YOUR OBJECTIVE:
No images, please. Copy each entry below exactly as it reads.

Annotated photo localization data:
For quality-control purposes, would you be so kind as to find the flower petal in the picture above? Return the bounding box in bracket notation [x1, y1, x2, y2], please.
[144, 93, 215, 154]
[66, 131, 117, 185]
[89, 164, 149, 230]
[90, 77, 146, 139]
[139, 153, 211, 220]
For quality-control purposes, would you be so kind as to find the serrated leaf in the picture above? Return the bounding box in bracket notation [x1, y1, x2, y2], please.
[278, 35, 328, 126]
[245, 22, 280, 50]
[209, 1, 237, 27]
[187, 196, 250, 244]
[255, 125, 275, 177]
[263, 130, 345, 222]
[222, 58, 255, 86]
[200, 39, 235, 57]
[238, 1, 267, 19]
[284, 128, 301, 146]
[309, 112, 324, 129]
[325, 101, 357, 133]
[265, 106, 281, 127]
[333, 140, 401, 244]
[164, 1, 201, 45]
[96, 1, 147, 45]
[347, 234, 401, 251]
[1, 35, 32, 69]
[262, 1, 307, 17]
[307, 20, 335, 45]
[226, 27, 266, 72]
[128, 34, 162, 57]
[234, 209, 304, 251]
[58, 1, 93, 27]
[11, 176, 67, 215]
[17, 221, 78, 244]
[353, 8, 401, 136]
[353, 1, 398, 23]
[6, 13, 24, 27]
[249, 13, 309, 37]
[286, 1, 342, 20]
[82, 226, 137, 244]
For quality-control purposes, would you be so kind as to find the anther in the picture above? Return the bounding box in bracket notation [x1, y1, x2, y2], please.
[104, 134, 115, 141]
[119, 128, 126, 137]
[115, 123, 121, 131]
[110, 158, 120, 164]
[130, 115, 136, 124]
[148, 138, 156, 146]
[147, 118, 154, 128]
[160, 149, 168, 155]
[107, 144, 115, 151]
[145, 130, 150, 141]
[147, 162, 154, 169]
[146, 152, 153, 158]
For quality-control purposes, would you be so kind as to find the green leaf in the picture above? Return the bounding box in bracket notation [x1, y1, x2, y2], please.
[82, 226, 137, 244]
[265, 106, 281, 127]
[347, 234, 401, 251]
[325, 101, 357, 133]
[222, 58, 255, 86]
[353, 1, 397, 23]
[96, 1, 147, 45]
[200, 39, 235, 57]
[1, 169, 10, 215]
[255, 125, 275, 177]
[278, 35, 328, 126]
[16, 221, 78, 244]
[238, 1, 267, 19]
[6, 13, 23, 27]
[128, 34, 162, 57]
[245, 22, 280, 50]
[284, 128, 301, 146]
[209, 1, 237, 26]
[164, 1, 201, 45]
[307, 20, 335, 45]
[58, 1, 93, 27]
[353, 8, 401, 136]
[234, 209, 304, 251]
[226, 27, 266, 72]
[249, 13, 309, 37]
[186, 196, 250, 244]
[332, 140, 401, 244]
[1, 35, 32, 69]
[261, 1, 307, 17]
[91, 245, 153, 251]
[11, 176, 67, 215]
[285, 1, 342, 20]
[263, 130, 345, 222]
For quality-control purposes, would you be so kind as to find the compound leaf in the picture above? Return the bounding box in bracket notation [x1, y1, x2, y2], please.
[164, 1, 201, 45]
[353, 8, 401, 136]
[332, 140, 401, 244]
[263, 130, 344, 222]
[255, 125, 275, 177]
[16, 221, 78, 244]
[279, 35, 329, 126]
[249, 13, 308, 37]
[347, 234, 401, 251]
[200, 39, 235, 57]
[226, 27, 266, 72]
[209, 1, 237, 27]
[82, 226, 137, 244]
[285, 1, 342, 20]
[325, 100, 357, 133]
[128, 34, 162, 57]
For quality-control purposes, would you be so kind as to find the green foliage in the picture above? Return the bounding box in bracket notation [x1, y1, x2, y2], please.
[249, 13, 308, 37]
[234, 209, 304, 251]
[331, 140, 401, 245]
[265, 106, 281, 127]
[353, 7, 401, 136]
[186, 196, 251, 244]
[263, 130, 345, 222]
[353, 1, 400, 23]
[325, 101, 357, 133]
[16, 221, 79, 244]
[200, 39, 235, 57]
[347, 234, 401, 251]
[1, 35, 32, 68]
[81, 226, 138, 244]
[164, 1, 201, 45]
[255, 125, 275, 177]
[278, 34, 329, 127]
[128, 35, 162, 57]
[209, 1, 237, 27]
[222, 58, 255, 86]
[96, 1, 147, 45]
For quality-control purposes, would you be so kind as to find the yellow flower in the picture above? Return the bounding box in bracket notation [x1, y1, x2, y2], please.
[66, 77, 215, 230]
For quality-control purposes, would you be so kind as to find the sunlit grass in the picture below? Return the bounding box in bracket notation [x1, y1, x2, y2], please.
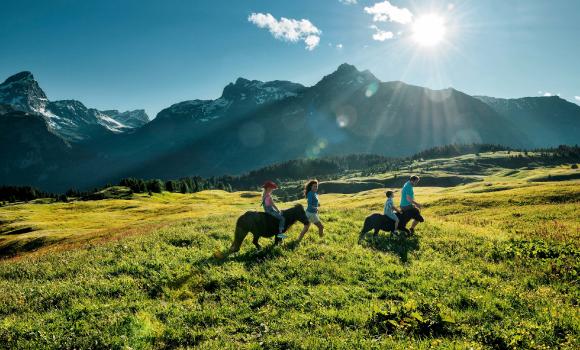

WRITTEN SOLUTION:
For quality-control purposes, would you be so kind as to find the flower petal in the picture above? Return the bounding box in bracket notation [x1, y1, x2, y2], please.
[144, 93, 215, 154]
[66, 131, 117, 185]
[89, 164, 149, 230]
[90, 77, 146, 139]
[139, 153, 211, 220]
For quality-control purposes, would you be so kind as to find the serrated leaf in the picture above? Return the bounding box in bracket notation [x1, y1, x2, y2], please.
[278, 35, 328, 126]
[245, 22, 280, 50]
[209, 1, 237, 27]
[187, 196, 250, 244]
[255, 125, 275, 177]
[263, 130, 345, 222]
[222, 58, 255, 86]
[200, 39, 235, 57]
[238, 1, 267, 19]
[284, 128, 301, 146]
[309, 112, 324, 129]
[325, 101, 357, 133]
[265, 106, 281, 127]
[333, 140, 401, 244]
[164, 1, 201, 45]
[96, 1, 147, 45]
[347, 234, 401, 251]
[1, 35, 32, 69]
[262, 1, 307, 17]
[307, 20, 335, 45]
[226, 27, 266, 72]
[128, 34, 162, 57]
[234, 209, 304, 251]
[58, 1, 93, 27]
[11, 176, 67, 215]
[17, 221, 78, 244]
[353, 8, 401, 136]
[353, 1, 398, 23]
[6, 13, 24, 27]
[249, 13, 309, 37]
[286, 1, 342, 20]
[82, 226, 137, 244]
For quality-control purposes, would you be so kind as to find the anther in the picture above? Return the bounding box in bracket notation [x1, y1, x2, y2], please.
[104, 134, 115, 141]
[119, 128, 126, 137]
[115, 123, 121, 131]
[110, 158, 120, 164]
[130, 115, 136, 124]
[148, 138, 156, 146]
[147, 118, 154, 128]
[160, 149, 168, 155]
[107, 144, 115, 151]
[145, 130, 150, 141]
[147, 162, 154, 169]
[146, 152, 153, 158]
For quality-control purposes, would you be so kind as to find the green leaf in the picture above? Return the bounding box in bracket notation [x1, y1, x2, y2], please.
[82, 226, 137, 244]
[265, 106, 281, 127]
[347, 234, 401, 251]
[325, 101, 357, 133]
[222, 58, 255, 86]
[353, 1, 397, 23]
[96, 1, 147, 45]
[200, 39, 235, 57]
[1, 169, 10, 215]
[255, 125, 275, 177]
[278, 35, 328, 126]
[16, 221, 78, 244]
[238, 1, 267, 19]
[6, 13, 23, 27]
[128, 34, 162, 57]
[245, 22, 280, 50]
[284, 128, 301, 146]
[209, 1, 237, 26]
[164, 1, 201, 45]
[307, 20, 335, 45]
[58, 1, 93, 27]
[353, 8, 401, 136]
[234, 209, 304, 251]
[226, 27, 266, 72]
[249, 13, 309, 37]
[186, 196, 250, 244]
[332, 140, 401, 244]
[1, 35, 32, 69]
[261, 1, 307, 17]
[91, 245, 153, 251]
[11, 176, 67, 215]
[285, 1, 342, 20]
[263, 130, 345, 222]
For quality-control purposes, would you be so kind as to find the compound leaf in the picture above? Return the bounding box in bracket notation [x1, y1, x2, y2], please.
[164, 1, 201, 45]
[353, 8, 401, 136]
[332, 140, 401, 244]
[263, 130, 344, 222]
[255, 125, 275, 177]
[16, 221, 78, 244]
[279, 35, 329, 126]
[249, 13, 308, 37]
[347, 234, 401, 251]
[200, 39, 235, 57]
[226, 27, 266, 72]
[209, 1, 237, 27]
[82, 226, 137, 244]
[285, 1, 342, 20]
[325, 100, 357, 133]
[128, 34, 162, 57]
For quality-control purposes, would you be so kind as to find the green foliage in the picture above? Return the bounding box in bracket notation [x1, y1, x2, y2], please.
[249, 13, 308, 37]
[234, 209, 304, 251]
[331, 140, 401, 245]
[265, 106, 281, 127]
[353, 7, 401, 136]
[186, 196, 251, 244]
[263, 130, 345, 222]
[353, 1, 400, 23]
[325, 101, 357, 133]
[16, 221, 79, 244]
[200, 39, 235, 57]
[347, 234, 401, 251]
[1, 35, 32, 68]
[81, 226, 138, 244]
[164, 1, 201, 45]
[255, 125, 275, 177]
[278, 34, 329, 127]
[128, 35, 162, 57]
[209, 1, 237, 27]
[222, 58, 255, 86]
[96, 1, 147, 45]
For quality-control purposes, would you be so kind as to find the yellow flower in the picture above? Return the bounding box in bracket notation [x1, y1, x2, y2], please.
[66, 77, 215, 230]
For quality-control purposes, would you be so kind as to find the sunlit grass in the picture below? Return the bounding box in bracket notation [x1, y1, x2, y2], please.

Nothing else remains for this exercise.